## What you are asked to do:
Make an exact copy of all the data.

Dataset excerpts:
---+---

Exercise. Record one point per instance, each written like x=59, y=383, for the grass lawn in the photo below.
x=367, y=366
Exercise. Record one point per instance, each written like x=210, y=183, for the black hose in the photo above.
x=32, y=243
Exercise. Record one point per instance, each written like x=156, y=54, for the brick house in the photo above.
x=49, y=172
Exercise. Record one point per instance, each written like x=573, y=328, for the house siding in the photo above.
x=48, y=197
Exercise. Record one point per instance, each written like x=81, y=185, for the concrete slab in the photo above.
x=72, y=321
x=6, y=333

---+---

## Written solution:
Exercise. Record one point per instance, each written like x=59, y=383, for the grass lawn in the photo below.
x=367, y=366
Exercise. Record one point per instance, each written like x=210, y=183, for the black hose in the photo above.
x=32, y=243
Exercise. Record one point per instance, each written like x=156, y=54, for the brick house in the photo above.
x=49, y=172
Exercise. Record one point per instance, each written like x=573, y=328, for the house siding in the photo above.
x=48, y=197
Exercise. Record one point per instance, each written like x=81, y=185, for the concrete slab in the photo above.
x=72, y=321
x=6, y=333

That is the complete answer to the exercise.